#### Description of the task:
Of all the entries below, only the lines from the one with "box: [284, 389, 421, 476]" up to and including the one with "positive clicks: (301, 415)" are to be duplicated exactly.

#### Source material:
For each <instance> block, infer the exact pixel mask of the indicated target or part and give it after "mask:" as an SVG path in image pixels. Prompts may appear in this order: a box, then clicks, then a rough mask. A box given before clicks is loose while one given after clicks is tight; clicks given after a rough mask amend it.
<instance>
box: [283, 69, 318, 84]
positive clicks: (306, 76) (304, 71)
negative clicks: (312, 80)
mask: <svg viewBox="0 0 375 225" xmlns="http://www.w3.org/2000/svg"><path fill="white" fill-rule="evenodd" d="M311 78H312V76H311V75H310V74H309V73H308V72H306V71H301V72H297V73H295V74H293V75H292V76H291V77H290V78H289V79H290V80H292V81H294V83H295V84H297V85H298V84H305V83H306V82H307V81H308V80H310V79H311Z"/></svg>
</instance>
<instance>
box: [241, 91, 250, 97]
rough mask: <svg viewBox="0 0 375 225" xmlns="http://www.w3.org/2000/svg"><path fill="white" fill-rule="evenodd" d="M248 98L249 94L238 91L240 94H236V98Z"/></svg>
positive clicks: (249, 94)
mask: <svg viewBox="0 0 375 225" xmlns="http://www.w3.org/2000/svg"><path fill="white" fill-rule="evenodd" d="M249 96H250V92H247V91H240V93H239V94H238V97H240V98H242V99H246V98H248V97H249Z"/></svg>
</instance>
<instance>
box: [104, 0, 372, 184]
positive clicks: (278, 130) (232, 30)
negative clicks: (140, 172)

--

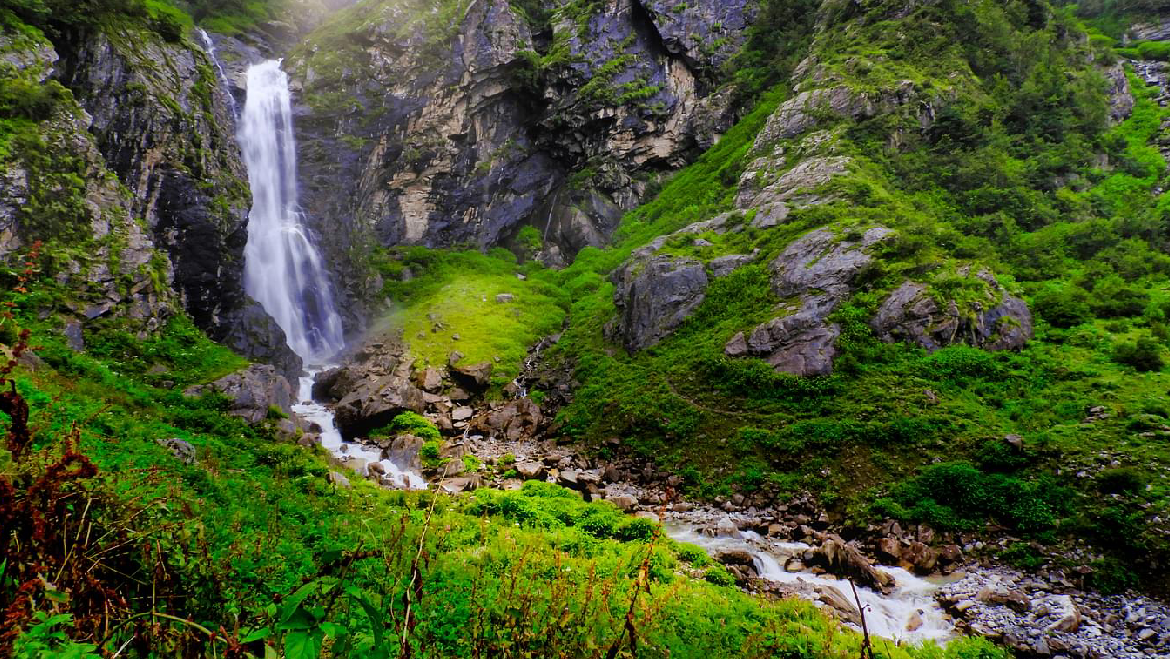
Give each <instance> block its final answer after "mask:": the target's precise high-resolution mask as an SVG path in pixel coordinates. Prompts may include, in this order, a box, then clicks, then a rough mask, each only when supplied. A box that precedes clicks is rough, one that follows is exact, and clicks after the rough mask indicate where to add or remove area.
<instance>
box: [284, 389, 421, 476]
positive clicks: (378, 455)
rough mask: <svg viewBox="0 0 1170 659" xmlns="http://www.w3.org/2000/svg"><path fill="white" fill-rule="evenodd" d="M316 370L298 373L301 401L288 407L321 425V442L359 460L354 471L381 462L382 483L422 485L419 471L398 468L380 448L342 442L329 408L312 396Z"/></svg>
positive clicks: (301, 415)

#### Answer section:
box: [284, 389, 421, 476]
positive clicks: (378, 455)
rough mask: <svg viewBox="0 0 1170 659" xmlns="http://www.w3.org/2000/svg"><path fill="white" fill-rule="evenodd" d="M316 370L298 373L301 401L288 407L321 425V442L359 460L354 471L381 462L382 483L422 485L419 471L398 468L380 448L342 442L329 408L312 396Z"/></svg>
positive clicks: (301, 415)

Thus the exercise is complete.